- The records -
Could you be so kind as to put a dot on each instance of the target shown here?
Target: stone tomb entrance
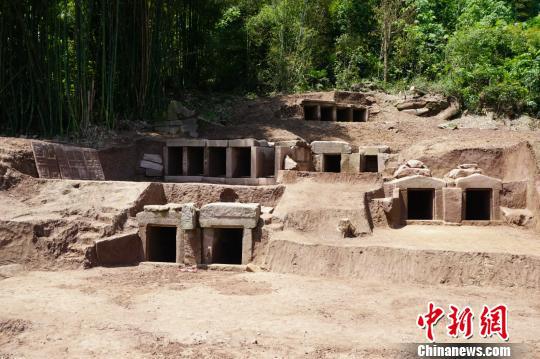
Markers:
(331, 162)
(319, 110)
(194, 161)
(227, 245)
(161, 243)
(478, 204)
(371, 163)
(328, 155)
(480, 197)
(241, 162)
(228, 232)
(217, 161)
(420, 204)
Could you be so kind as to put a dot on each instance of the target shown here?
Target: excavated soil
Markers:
(357, 297)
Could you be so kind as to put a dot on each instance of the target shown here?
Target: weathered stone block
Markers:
(479, 181)
(351, 163)
(514, 194)
(230, 215)
(119, 250)
(320, 147)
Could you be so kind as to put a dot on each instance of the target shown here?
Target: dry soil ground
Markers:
(147, 311)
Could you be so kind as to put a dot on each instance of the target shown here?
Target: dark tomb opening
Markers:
(478, 204)
(217, 161)
(420, 204)
(332, 163)
(241, 162)
(175, 155)
(327, 113)
(227, 247)
(161, 244)
(371, 163)
(310, 113)
(359, 115)
(343, 114)
(195, 158)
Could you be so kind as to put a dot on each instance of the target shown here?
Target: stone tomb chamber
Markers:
(217, 233)
(332, 111)
(465, 196)
(243, 161)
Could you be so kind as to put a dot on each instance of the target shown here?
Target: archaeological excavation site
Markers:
(321, 211)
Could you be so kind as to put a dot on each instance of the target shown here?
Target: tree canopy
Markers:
(66, 64)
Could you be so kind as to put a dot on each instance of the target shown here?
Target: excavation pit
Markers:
(327, 113)
(175, 155)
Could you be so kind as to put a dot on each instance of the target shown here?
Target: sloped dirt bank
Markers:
(399, 265)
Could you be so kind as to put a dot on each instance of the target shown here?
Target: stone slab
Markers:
(331, 147)
(217, 143)
(67, 162)
(121, 249)
(246, 142)
(153, 173)
(185, 142)
(479, 181)
(226, 214)
(151, 165)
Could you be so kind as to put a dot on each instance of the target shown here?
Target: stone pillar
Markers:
(453, 204)
(231, 162)
(179, 245)
(254, 162)
(166, 160)
(496, 205)
(438, 205)
(247, 245)
(381, 162)
(206, 162)
(404, 203)
(207, 244)
(192, 246)
(185, 161)
(349, 115)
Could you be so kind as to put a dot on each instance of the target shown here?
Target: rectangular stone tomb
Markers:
(244, 161)
(217, 233)
(318, 110)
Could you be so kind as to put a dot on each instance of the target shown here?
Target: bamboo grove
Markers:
(67, 64)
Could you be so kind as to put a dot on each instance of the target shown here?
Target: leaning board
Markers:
(67, 162)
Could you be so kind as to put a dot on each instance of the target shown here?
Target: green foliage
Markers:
(496, 67)
(70, 64)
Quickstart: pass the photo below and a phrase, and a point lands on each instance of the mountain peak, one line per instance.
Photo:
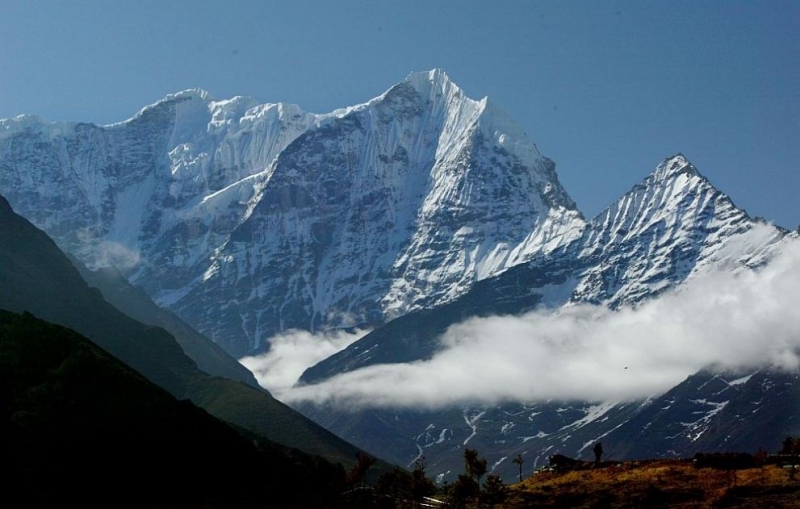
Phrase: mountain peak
(434, 84)
(673, 166)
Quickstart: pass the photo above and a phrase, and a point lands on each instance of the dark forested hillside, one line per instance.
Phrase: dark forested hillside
(80, 427)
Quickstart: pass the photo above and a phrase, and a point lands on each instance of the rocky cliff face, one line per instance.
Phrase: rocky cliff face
(250, 219)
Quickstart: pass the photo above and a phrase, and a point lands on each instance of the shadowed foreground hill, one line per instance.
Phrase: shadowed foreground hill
(35, 276)
(79, 426)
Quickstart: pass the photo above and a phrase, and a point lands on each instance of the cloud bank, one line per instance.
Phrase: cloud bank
(291, 353)
(744, 320)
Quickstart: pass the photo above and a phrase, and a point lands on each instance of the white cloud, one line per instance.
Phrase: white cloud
(747, 319)
(292, 353)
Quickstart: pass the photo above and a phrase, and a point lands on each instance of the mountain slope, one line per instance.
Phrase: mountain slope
(36, 277)
(79, 426)
(293, 220)
(667, 230)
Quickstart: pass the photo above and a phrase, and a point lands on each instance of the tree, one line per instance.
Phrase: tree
(421, 486)
(494, 490)
(468, 485)
(357, 477)
(519, 460)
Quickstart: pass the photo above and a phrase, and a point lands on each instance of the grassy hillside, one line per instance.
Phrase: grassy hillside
(660, 483)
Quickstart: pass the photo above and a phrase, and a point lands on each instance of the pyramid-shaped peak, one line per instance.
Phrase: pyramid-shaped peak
(433, 82)
(673, 166)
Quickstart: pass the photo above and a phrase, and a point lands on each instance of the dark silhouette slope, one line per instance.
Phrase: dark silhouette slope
(35, 276)
(79, 427)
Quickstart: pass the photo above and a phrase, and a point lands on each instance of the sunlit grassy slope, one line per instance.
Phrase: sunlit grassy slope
(667, 483)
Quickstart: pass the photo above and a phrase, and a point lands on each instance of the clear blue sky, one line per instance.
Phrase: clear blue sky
(606, 89)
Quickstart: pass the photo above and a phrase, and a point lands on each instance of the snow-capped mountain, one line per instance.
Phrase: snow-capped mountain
(668, 229)
(408, 213)
(250, 219)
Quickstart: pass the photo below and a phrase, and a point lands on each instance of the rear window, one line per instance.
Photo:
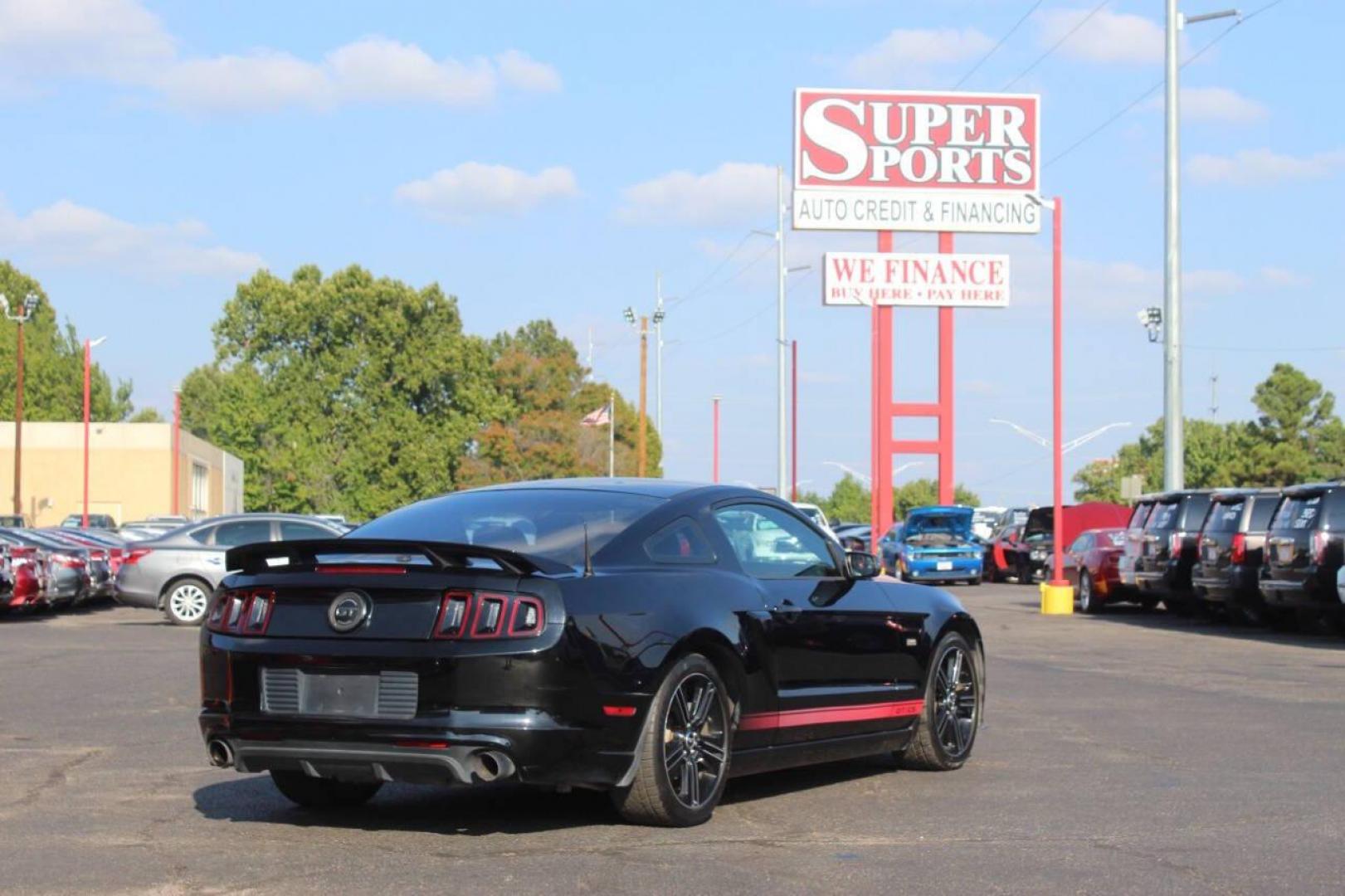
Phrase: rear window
(1193, 510)
(1224, 515)
(1163, 515)
(1263, 508)
(680, 543)
(543, 523)
(1139, 515)
(1299, 513)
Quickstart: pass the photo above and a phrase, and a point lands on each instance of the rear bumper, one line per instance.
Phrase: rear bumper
(537, 748)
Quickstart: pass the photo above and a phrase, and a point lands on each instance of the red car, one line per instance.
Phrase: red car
(1091, 567)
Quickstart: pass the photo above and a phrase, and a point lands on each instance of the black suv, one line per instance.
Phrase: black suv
(1304, 549)
(1227, 569)
(1167, 547)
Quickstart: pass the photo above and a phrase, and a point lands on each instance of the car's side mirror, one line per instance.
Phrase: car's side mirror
(861, 564)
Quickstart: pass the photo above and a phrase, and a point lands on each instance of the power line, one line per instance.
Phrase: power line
(994, 49)
(1134, 103)
(1056, 45)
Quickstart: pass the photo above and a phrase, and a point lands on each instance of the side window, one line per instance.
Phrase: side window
(680, 543)
(290, 530)
(772, 543)
(244, 532)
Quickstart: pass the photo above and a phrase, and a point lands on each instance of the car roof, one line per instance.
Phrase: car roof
(631, 486)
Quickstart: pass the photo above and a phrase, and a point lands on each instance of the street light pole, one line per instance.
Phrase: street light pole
(782, 346)
(21, 316)
(1174, 476)
(89, 344)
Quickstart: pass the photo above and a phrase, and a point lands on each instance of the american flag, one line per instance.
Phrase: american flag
(600, 417)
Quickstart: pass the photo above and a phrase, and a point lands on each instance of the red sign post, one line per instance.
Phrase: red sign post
(890, 160)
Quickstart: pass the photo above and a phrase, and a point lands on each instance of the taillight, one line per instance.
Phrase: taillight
(467, 615)
(1321, 540)
(134, 554)
(241, 612)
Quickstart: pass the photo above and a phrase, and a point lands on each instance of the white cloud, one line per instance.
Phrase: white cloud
(1260, 167)
(1215, 104)
(912, 54)
(736, 192)
(123, 42)
(117, 39)
(474, 188)
(1107, 37)
(71, 234)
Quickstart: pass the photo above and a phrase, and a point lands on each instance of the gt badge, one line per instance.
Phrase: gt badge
(348, 611)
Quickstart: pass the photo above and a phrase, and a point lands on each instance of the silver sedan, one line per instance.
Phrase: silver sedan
(179, 571)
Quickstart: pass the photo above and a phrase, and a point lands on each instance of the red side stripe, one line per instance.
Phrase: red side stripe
(831, 714)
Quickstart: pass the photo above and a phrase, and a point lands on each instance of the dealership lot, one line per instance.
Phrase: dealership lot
(1128, 752)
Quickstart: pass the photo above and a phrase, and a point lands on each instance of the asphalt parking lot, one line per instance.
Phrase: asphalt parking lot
(1128, 752)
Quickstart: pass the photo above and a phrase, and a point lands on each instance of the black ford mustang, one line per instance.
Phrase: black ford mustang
(641, 636)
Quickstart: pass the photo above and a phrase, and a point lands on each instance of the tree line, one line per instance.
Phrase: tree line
(1295, 437)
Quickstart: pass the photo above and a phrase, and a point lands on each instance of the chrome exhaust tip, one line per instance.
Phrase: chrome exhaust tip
(491, 764)
(221, 753)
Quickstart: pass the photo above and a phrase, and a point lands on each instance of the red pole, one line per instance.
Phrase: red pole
(716, 439)
(794, 420)
(88, 358)
(946, 485)
(1057, 579)
(177, 446)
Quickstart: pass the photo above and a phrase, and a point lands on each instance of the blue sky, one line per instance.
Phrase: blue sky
(546, 159)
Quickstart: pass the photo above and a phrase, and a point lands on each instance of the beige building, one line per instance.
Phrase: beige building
(131, 473)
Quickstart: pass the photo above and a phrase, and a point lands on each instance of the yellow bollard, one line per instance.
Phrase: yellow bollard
(1057, 601)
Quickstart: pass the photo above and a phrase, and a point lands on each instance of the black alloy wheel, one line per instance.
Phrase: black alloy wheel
(953, 709)
(685, 744)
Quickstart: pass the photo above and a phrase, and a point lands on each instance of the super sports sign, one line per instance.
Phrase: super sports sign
(911, 160)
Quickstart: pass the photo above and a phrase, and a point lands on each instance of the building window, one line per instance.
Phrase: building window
(199, 490)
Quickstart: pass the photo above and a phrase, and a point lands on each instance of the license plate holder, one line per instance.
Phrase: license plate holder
(346, 696)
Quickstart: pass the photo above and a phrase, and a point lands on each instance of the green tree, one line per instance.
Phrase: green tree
(53, 366)
(358, 394)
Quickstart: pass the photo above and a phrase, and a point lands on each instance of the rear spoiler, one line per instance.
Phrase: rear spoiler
(301, 556)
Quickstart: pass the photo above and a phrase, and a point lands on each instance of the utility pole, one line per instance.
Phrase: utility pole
(1174, 476)
(782, 346)
(645, 377)
(21, 316)
(658, 353)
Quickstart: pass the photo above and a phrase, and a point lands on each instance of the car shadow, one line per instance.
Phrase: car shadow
(489, 809)
(1215, 626)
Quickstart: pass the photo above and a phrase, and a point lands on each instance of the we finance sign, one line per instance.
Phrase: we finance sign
(911, 160)
(916, 280)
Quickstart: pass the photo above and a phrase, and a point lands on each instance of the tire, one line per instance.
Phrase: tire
(933, 748)
(186, 601)
(323, 792)
(688, 736)
(1089, 599)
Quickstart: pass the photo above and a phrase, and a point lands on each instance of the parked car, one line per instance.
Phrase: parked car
(66, 582)
(1000, 551)
(1304, 551)
(985, 521)
(1169, 547)
(1232, 541)
(178, 572)
(400, 653)
(1031, 556)
(1089, 564)
(938, 545)
(95, 521)
(889, 547)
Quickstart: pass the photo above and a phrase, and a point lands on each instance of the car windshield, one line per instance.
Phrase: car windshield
(541, 523)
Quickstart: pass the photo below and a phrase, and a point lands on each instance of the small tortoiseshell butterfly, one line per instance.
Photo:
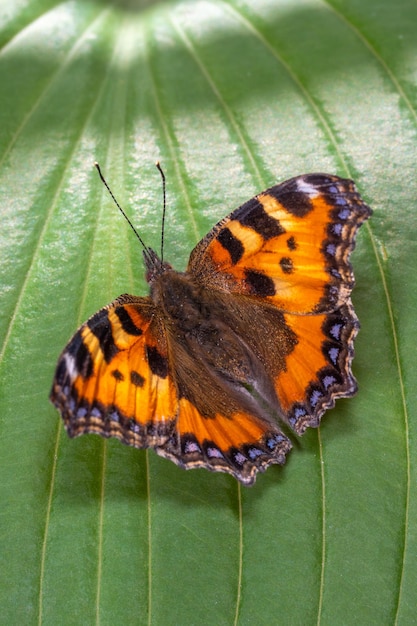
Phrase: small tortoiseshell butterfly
(260, 326)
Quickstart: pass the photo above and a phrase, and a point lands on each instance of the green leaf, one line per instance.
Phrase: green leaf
(231, 96)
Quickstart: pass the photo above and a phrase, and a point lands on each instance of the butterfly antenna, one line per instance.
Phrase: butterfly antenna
(158, 165)
(103, 180)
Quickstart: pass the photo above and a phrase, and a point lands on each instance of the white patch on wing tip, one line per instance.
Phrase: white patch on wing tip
(305, 187)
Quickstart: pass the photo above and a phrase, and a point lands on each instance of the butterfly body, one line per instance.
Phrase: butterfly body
(260, 327)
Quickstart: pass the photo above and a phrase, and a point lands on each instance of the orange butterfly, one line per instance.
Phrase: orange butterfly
(260, 326)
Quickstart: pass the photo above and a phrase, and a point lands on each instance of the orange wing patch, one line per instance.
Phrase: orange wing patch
(289, 245)
(113, 378)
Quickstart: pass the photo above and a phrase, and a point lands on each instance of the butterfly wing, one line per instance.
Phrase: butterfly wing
(289, 248)
(113, 377)
(289, 245)
(237, 443)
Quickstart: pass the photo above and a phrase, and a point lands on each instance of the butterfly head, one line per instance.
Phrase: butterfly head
(154, 265)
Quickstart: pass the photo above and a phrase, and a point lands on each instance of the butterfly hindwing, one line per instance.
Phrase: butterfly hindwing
(113, 377)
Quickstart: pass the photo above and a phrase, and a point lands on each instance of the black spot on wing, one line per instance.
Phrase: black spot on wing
(287, 265)
(127, 323)
(100, 326)
(157, 362)
(259, 284)
(258, 219)
(291, 243)
(232, 244)
(117, 374)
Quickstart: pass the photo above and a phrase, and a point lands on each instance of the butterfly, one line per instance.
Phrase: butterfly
(218, 364)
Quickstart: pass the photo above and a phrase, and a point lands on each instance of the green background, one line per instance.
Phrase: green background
(232, 96)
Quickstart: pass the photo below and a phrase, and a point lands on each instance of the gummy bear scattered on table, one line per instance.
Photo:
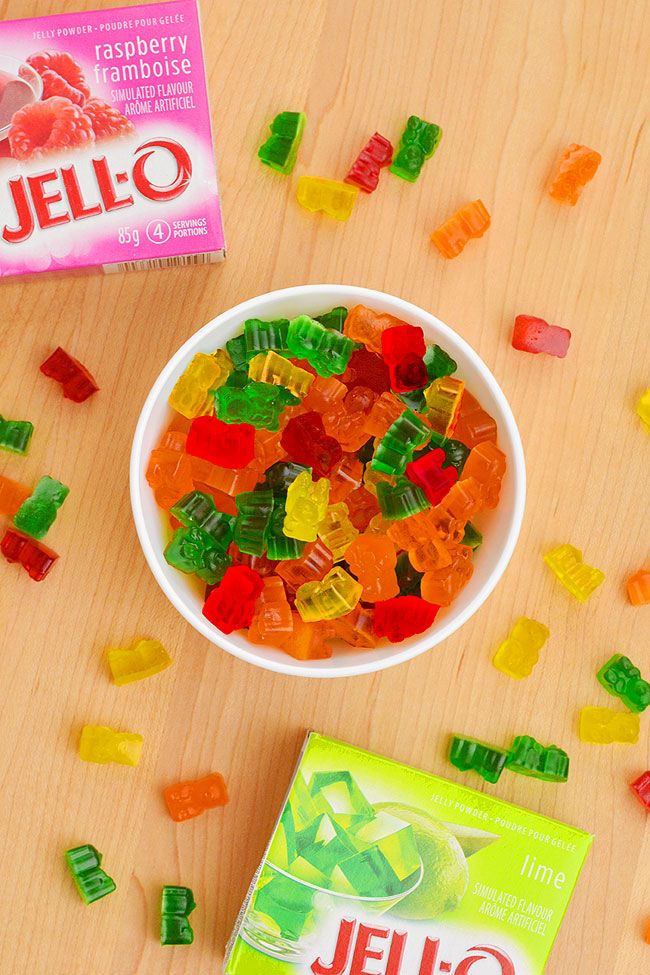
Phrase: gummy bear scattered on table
(102, 746)
(470, 755)
(580, 579)
(185, 800)
(519, 653)
(577, 167)
(176, 905)
(641, 789)
(535, 335)
(638, 587)
(327, 196)
(602, 726)
(15, 435)
(280, 150)
(36, 559)
(468, 223)
(143, 659)
(418, 143)
(622, 679)
(366, 168)
(84, 864)
(38, 513)
(528, 757)
(78, 384)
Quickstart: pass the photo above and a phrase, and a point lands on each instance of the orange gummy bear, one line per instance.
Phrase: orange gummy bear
(372, 559)
(470, 221)
(487, 465)
(185, 800)
(443, 585)
(577, 167)
(638, 588)
(365, 325)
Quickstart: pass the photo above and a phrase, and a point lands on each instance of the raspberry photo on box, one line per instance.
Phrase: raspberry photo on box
(106, 152)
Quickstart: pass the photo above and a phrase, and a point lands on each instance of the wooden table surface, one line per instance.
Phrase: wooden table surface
(511, 82)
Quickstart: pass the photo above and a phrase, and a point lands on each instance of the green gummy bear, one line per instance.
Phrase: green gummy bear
(37, 513)
(408, 578)
(192, 550)
(472, 537)
(254, 510)
(15, 435)
(176, 904)
(395, 449)
(327, 351)
(198, 510)
(528, 757)
(282, 474)
(262, 336)
(259, 404)
(92, 883)
(280, 150)
(467, 754)
(236, 349)
(439, 363)
(334, 318)
(622, 679)
(280, 546)
(400, 501)
(419, 141)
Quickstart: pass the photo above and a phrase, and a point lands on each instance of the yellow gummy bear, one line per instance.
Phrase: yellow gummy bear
(190, 395)
(269, 367)
(326, 196)
(336, 530)
(326, 599)
(144, 659)
(306, 506)
(104, 745)
(575, 575)
(517, 655)
(602, 726)
(643, 409)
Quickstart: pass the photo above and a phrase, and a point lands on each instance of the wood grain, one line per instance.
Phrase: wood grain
(511, 82)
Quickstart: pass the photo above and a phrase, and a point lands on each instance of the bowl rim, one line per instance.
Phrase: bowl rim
(291, 666)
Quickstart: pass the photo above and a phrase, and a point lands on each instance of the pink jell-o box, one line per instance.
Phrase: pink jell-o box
(106, 154)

- Do this -
Recast the listing above as a numbered list, starting at the line with "rim, one line per instance." and running through the final line, both included. Leave out blank lines.

- Answer in full -
1. Quickstart: pass the photo above and a phrase, and a point lands on each instance of the bowl rim, one line per instance.
2. Phrase: bowl rim
3. (291, 666)
4. Quickstart: pass the photo above and a phrase, and a point lands on each instance of the pink jell-o box, one line per instance.
5. Phrase: pink jell-o box
6. (106, 154)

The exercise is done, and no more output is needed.